Work instructions >> Return every line of the material below unchanged.

Point labels for objects
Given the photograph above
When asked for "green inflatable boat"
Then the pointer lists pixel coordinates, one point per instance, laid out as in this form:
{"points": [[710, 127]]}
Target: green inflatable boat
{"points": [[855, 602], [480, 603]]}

Solution >>
Given the photograph above
When asked for "green inflatable boat"
Then the pointer lists pixel coordinates, one point per instance, laid out as in this form:
{"points": [[710, 127]]}
Target: green inflatable boat
{"points": [[855, 602], [480, 603]]}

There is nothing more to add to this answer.